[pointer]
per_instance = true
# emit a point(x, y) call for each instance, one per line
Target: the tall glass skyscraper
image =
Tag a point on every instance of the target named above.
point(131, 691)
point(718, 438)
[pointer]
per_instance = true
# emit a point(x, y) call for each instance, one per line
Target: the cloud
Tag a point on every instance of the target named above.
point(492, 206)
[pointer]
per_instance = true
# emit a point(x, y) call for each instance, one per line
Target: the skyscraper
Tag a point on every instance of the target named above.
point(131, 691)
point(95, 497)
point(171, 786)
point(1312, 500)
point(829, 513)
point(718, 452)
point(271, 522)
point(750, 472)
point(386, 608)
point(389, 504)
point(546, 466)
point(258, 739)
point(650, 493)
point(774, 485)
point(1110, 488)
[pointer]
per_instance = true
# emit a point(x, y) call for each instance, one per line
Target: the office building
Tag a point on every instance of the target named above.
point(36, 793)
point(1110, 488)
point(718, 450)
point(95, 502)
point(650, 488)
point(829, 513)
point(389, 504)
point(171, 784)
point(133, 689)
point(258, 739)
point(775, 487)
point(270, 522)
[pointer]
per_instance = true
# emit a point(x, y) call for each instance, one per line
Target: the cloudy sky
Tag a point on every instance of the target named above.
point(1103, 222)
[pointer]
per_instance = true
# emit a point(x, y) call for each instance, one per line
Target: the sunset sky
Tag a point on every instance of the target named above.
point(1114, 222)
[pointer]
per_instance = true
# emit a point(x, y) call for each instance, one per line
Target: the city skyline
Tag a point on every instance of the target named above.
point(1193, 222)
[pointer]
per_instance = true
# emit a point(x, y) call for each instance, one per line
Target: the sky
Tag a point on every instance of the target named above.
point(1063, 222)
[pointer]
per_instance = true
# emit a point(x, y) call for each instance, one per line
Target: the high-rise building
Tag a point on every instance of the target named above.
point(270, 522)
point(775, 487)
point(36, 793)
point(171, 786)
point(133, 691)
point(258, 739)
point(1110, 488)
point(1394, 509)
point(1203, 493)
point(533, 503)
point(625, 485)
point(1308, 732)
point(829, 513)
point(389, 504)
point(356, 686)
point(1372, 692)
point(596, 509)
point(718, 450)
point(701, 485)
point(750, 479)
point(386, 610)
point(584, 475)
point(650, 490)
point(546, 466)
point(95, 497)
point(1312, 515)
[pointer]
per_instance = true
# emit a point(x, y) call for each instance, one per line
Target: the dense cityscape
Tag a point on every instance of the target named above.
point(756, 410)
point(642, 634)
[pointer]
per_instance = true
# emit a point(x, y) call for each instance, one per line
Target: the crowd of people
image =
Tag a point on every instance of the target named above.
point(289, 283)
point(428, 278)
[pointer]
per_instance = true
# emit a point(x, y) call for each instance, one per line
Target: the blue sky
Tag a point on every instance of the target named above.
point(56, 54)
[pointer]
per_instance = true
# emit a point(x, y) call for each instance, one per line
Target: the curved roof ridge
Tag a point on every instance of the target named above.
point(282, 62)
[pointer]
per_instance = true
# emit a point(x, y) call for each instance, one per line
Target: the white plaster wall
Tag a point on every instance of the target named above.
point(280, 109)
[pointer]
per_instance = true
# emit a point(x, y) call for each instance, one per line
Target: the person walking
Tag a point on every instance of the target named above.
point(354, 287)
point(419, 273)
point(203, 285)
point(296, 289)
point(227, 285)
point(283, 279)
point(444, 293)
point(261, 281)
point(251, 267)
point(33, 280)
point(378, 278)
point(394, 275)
==============================
Copy out all of the records above verbatim, from the first line to the last.

### [Output for this task]
[pointer]
per_instance = true
# emit a point(x, y) call for each instance, one per line
Target: the tall glass skyscraper
image =
Tag a point on every instance of the target named above.
point(131, 691)
point(718, 438)
[pointer]
per_instance = true
# emit a point(x, y) call for each instance, one per line
Target: the cloud
Tag a point on every instance of the target named above.
point(492, 206)
[pointer]
per_instance = true
# emit a point(x, y) call for each instance, one per line
Target: the skyscraper
Tag a point on every instance of the target named above.
point(131, 691)
point(95, 497)
point(171, 786)
point(1312, 500)
point(829, 513)
point(718, 452)
point(271, 522)
point(750, 472)
point(386, 608)
point(389, 504)
point(546, 466)
point(258, 739)
point(650, 493)
point(774, 485)
point(1110, 488)
[pointer]
per_instance = true
# emit a point(x, y) call for each instance, one per line
Target: the office building
Tag a point on every instance of the target named above.
point(36, 793)
point(1110, 488)
point(718, 450)
point(95, 502)
point(650, 488)
point(829, 513)
point(389, 504)
point(171, 784)
point(133, 689)
point(258, 739)
point(775, 487)
point(270, 522)
[pointer]
per_instance = true
# emit a point(x, y) call for each instance, one per line
Target: the cloudy sky
Tag a point on every instance of the target named above.
point(1103, 222)
[pointer]
per_instance = true
# emit a point(x, y) call for each instance, one per line
Target: the sunset sky
Tag a point on every instance of the target named above.
point(1114, 222)
[pointer]
per_instance = true
# emit a point(x, y) call for each instance, one per line
Target: the city skyline
Tag a point on every instance of the target named above.
point(1193, 222)
[pointer]
per_instance = true
# emit a point(x, y) call for each instance, one per line
Target: the sky
Tag a point on every instance of the target named above.
point(1063, 222)
[pointer]
per_instance = true
# emit a point(x, y) call for each instance, one per line
Target: the high-rise building
Tag a point on every instance of the target named above.
point(270, 522)
point(775, 487)
point(36, 793)
point(171, 786)
point(133, 691)
point(258, 739)
point(1110, 488)
point(1394, 509)
point(1203, 493)
point(533, 503)
point(625, 485)
point(1308, 732)
point(829, 513)
point(389, 504)
point(356, 686)
point(1372, 692)
point(596, 509)
point(718, 450)
point(701, 485)
point(750, 479)
point(386, 610)
point(584, 475)
point(650, 490)
point(546, 466)
point(95, 497)
point(1312, 515)
[pointer]
per_instance = true
# emit a point(x, y) call for each instance, one per line
Target: the dense cityscape
Tag a point on every instance of the target named above.
point(756, 410)
point(642, 634)
[pointer]
per_instance = true
# emit a point(x, y) call for each instance, one per line
Target: the crowd of people
image =
Tag a point on every instance of the target named above.
point(289, 283)
point(428, 278)
[pointer]
per_instance = true
# emit a point(x, y) call for each instance, one per line
Target: the blue sky
Tag a point on every instance of the target named above.
point(56, 54)
[pointer]
per_instance = true
# emit a point(x, y) call for each instance, one per line
Target: the curved roof ridge
Tag a point on every instance of the target named above.
point(282, 62)
[pointer]
per_instance = true
# emit a point(x, y) call for each instance, one per line
Target: the white plaster wall
Tag a point on every instance of the target named above.
point(280, 109)
[pointer]
per_instance = true
# emit a point(x, y) call for each instance, one per line
Target: the person walking
Tag a point on every instance of the target named above.
point(354, 287)
point(419, 273)
point(203, 285)
point(296, 289)
point(227, 285)
point(283, 279)
point(444, 293)
point(261, 281)
point(251, 267)
point(33, 280)
point(378, 278)
point(394, 275)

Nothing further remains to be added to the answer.